* [OBIETTIVO DICHIARATO]
Cambia "Target" in "Object" in tutti i record qui sotto, lasciando invariato il resto delle righe. Non includere le immagini nella risposta.

* [Voci salvate]
──────
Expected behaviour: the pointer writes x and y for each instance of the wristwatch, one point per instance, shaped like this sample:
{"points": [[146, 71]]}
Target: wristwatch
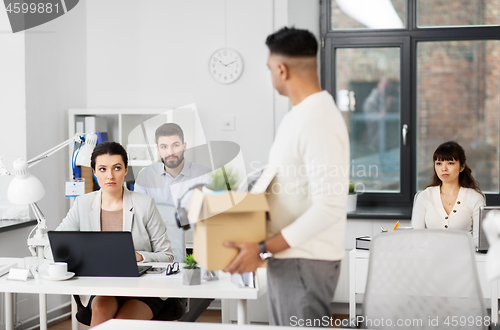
{"points": [[264, 254]]}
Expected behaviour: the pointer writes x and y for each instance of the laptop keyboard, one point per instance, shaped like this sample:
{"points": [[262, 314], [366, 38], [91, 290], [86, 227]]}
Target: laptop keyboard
{"points": [[143, 269]]}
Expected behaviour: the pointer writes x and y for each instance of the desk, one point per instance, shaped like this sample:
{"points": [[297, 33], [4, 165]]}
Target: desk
{"points": [[144, 286], [358, 274]]}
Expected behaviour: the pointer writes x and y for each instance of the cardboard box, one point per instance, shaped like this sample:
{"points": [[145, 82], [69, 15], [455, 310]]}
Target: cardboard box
{"points": [[227, 216]]}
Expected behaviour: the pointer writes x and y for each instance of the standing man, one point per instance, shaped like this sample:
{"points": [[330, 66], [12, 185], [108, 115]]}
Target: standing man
{"points": [[169, 179], [308, 196]]}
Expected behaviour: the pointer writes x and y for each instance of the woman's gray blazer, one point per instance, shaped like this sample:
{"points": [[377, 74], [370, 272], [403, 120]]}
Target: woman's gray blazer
{"points": [[140, 217]]}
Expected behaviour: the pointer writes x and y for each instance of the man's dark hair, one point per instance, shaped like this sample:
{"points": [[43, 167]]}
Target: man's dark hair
{"points": [[169, 129], [292, 42], [108, 148]]}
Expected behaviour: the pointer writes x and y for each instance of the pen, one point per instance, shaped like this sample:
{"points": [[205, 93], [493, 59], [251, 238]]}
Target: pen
{"points": [[395, 226]]}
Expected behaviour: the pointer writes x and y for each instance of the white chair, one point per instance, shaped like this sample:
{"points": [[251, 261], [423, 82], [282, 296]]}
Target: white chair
{"points": [[423, 279], [176, 235]]}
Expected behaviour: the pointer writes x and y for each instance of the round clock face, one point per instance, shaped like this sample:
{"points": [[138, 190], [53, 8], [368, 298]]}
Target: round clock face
{"points": [[225, 65]]}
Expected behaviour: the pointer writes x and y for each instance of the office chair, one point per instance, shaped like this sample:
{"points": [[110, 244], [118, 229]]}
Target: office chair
{"points": [[423, 279]]}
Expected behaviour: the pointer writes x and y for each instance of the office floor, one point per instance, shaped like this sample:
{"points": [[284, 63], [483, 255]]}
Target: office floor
{"points": [[209, 316]]}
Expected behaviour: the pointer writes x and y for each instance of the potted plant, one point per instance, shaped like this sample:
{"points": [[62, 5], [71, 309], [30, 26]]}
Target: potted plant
{"points": [[192, 273], [223, 179], [352, 198]]}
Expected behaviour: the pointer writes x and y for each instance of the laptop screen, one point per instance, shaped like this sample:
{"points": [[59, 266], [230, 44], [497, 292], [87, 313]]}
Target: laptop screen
{"points": [[94, 253]]}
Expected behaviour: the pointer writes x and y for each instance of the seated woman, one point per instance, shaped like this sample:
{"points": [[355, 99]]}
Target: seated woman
{"points": [[453, 198], [115, 208]]}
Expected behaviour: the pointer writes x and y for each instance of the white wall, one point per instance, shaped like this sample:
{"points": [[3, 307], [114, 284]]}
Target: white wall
{"points": [[55, 81], [12, 107], [156, 55]]}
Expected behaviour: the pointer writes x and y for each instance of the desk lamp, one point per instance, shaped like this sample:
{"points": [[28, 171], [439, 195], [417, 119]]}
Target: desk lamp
{"points": [[25, 188]]}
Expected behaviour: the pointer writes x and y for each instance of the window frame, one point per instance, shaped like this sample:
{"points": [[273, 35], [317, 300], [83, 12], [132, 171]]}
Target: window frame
{"points": [[407, 38]]}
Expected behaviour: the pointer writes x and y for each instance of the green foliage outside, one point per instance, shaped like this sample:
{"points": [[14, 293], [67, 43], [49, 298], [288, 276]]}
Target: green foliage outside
{"points": [[190, 262], [224, 180]]}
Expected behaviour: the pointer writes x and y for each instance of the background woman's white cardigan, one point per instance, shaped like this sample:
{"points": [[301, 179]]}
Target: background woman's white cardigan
{"points": [[428, 211], [140, 217]]}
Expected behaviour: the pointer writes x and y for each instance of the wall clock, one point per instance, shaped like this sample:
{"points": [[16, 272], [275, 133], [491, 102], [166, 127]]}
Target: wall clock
{"points": [[225, 65]]}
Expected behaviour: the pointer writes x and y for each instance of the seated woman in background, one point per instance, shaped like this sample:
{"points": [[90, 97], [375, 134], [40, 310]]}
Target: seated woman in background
{"points": [[453, 198], [115, 208]]}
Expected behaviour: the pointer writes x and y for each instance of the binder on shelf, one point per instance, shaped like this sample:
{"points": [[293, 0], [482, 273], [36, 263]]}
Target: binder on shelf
{"points": [[363, 242]]}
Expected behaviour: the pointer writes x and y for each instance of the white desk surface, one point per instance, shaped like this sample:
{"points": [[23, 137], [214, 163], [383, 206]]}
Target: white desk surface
{"points": [[162, 325], [149, 285]]}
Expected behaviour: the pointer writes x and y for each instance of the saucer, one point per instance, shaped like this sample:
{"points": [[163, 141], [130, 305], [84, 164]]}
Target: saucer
{"points": [[66, 276]]}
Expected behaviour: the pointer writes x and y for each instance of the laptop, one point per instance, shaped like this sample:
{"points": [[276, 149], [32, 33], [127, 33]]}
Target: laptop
{"points": [[482, 244], [96, 253]]}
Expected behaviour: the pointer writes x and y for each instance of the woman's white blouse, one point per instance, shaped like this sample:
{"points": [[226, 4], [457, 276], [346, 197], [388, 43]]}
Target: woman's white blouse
{"points": [[428, 211]]}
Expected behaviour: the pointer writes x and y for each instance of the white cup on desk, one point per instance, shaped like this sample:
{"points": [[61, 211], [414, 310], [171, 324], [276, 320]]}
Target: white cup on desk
{"points": [[57, 269]]}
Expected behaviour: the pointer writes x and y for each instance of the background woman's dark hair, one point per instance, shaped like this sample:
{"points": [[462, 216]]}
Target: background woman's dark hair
{"points": [[453, 151], [108, 148]]}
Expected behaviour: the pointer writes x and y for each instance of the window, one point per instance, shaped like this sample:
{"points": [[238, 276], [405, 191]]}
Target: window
{"points": [[407, 76]]}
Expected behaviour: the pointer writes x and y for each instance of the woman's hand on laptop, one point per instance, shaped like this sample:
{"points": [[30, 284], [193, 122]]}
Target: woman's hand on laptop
{"points": [[138, 257]]}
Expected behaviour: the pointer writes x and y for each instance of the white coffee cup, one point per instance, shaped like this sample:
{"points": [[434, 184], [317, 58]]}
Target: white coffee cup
{"points": [[57, 269]]}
──────
* [RISPOSTA ALL'ESERCIZIO]
Expected behaviour: the pointer writes x and y for each instance of the wristwatch, one point per instance, shaped like this sample:
{"points": [[146, 71]]}
Object: wristwatch
{"points": [[264, 254]]}
Expected behaviour: the pointer writes x and y for each instance of the laptop keyboard, one point per instance, shaped like this sample:
{"points": [[262, 314], [366, 38], [91, 290], [86, 227]]}
Object: laptop keyboard
{"points": [[143, 269]]}
Expected behaviour: the pointer writes x and y for each instance of the desk, one point per instance, shaped like this sample:
{"points": [[297, 33], [4, 165]]}
Object: desk
{"points": [[144, 286], [358, 274]]}
Expected behaviour: the pointer writes x and y for each instance of the cardboard box, one point per instance, shaped like this sample:
{"points": [[145, 82], [69, 15], [455, 310]]}
Object: cardboard box
{"points": [[227, 216]]}
Expected behaviour: the pointer writes x and y for each instance of the standing man, one point per instance, shaped like this sample:
{"points": [[330, 66], [12, 185], [108, 115]]}
Object: standing man
{"points": [[169, 179], [308, 196]]}
Expected behaviour: the pointer writes x and y for each instance of the woman's gray blazer, one point per instance, shaped like this sample:
{"points": [[377, 74], [370, 272], [403, 120]]}
Object: woman's gray blazer
{"points": [[140, 217]]}
Expected behaviour: the pointer writes x and y for each instance of the man's dark hair, one point per instance, shaped like this sample:
{"points": [[43, 167]]}
Object: man's dark hair
{"points": [[169, 129], [292, 42], [108, 148]]}
Expected behaviour: the pointer writes x and y for each instance of the pen, one point per instance, shaped like this sample:
{"points": [[205, 93], [493, 59], [251, 238]]}
Object: pen
{"points": [[395, 226]]}
Expected behaviour: the pointer writes x and y for each instance of the white chair, one point per instance, shaped like this sample:
{"points": [[251, 261], [423, 82], [282, 296]]}
Object: white chair
{"points": [[423, 279], [176, 235]]}
Expected behaviour: the pointer writes x and y for each instance of the round clock face, one point per instance, shaped like this sample:
{"points": [[138, 190], [53, 8], [368, 298]]}
Object: round clock face
{"points": [[225, 65]]}
Expected behaviour: the pointer writes x and y for each instance of the office chair, one point per instance, shaped like this sample:
{"points": [[110, 244], [118, 229]]}
Object: office chair
{"points": [[423, 279]]}
Expected behaviour: the pointer writes x and y for each instance of the office floor, one point per instance, shaped like this sample:
{"points": [[284, 63], [483, 255]]}
Object: office floor
{"points": [[209, 316]]}
Expected behaviour: the pointer writes x and y for each instance of the potted plant, one point per instance, shaped like this sample:
{"points": [[62, 5], [71, 309], [30, 26]]}
Object: potted plant
{"points": [[192, 273], [223, 179], [352, 198]]}
Expected behaviour: the pointer writes x and y for each instance of the laptop screen, one point per instance, shaped like this sample:
{"points": [[59, 266], [230, 44], [497, 292], [87, 313]]}
Object: laptop screen
{"points": [[94, 253]]}
Expected behaviour: the pointer writes x and y for each instance of the seated woman, one point per instance, shaped like this sample:
{"points": [[355, 99]]}
Object: seated woman
{"points": [[453, 198], [115, 208]]}
Expected behaviour: the pointer writes x and y for each instance of the white wall, one point per instance, shaped like this sample:
{"points": [[3, 307], [114, 284]]}
Object: white wall
{"points": [[55, 81], [12, 107], [156, 55]]}
Expected behaviour: the pointer writes x and y for each instance of the desk lamp, one point per instance, shaped like this sample:
{"points": [[28, 171], [439, 195], [417, 119]]}
Object: desk lamp
{"points": [[25, 188]]}
Expected behaviour: the pointer writes x and y for each instance of the window frame, one point per instance, shaped like this sample:
{"points": [[273, 35], [317, 300], [83, 12], [132, 171]]}
Object: window frame
{"points": [[407, 38]]}
Expected behaviour: the pointer writes x and y for each instance of the green foliage outside, one point per instance, shaped like this sample:
{"points": [[14, 293], [67, 43], [49, 298], [288, 276]]}
Object: green foliage outside
{"points": [[190, 262], [224, 180]]}
Expected behaviour: the pointer writes x and y for each instance of the background woman's white cardigan, one point per instance, shaped like this sample:
{"points": [[301, 179]]}
Object: background woman's white cardigan
{"points": [[428, 211], [140, 217]]}
Expected behaviour: the pointer writes x and y for each instance of the wall clock, one point per instance, shaped like this sample:
{"points": [[16, 272], [275, 133], [491, 102], [166, 127]]}
Object: wall clock
{"points": [[225, 65]]}
Expected behaviour: the pointer writes x and y for each instance of the seated woman in background, one point per instance, shaped like this sample:
{"points": [[90, 97], [375, 134], [40, 310]]}
Object: seated woman in background
{"points": [[453, 198], [115, 208]]}
Expected behaviour: the pointer writes x and y for each instance of the binder on shelf, one point per instance, shaped like this sample:
{"points": [[293, 0], [482, 273], [36, 263]]}
Object: binder on shelf
{"points": [[363, 242]]}
Expected behaviour: the pointer writes x and y for each instance of the white desk surface, one point per instance, shaped like this sample:
{"points": [[23, 137], [214, 163], [383, 206]]}
Object: white desk surface
{"points": [[162, 325], [149, 285]]}
Expected behaviour: the pointer writes x and y for each instance of the saucer, one point per instance, shaped like this sample:
{"points": [[163, 141], [130, 305], [84, 164]]}
Object: saucer
{"points": [[66, 276]]}
Expected behaviour: the pointer writes x and y for each instance of the laptop, one point per instance, shaped like this sample:
{"points": [[276, 149], [32, 33], [127, 33]]}
Object: laptop
{"points": [[482, 244], [96, 253]]}
Expected behaviour: the pointer writes x and y for each instance of the woman's white blouse, one point per instance, shaped like this sample:
{"points": [[226, 4], [457, 276], [346, 197], [388, 43]]}
Object: woman's white blouse
{"points": [[428, 211]]}
Expected behaviour: the pointer writes x and y for each instance of the white cup on desk, one point per instance, shaped like this sample:
{"points": [[61, 211], [414, 310], [171, 324], [276, 320]]}
Object: white cup on desk
{"points": [[57, 269]]}
Expected behaviour: the pointer writes x and y for each instance of the background woman's dark hair, one point per instance, shaped like this sample:
{"points": [[462, 216]]}
Object: background woman's dark hair
{"points": [[453, 151], [108, 148]]}
Expected behaviour: the pointer writes x and y for each instance of the window, one point per instance, shaped like this sample:
{"points": [[238, 276], [405, 191]]}
Object: window
{"points": [[407, 76]]}
Expected behaviour: the pointer writes x and y for each instance of the woman's hand on laptop, one point per instance, shaped like this sample:
{"points": [[30, 284], [193, 122]]}
Object: woman's hand on laptop
{"points": [[138, 257]]}
Expected behaviour: the pointer writes x and y for each instance of the white coffee cup, one point per instance, shaped like this sample:
{"points": [[434, 184], [317, 58]]}
Object: white coffee cup
{"points": [[57, 269]]}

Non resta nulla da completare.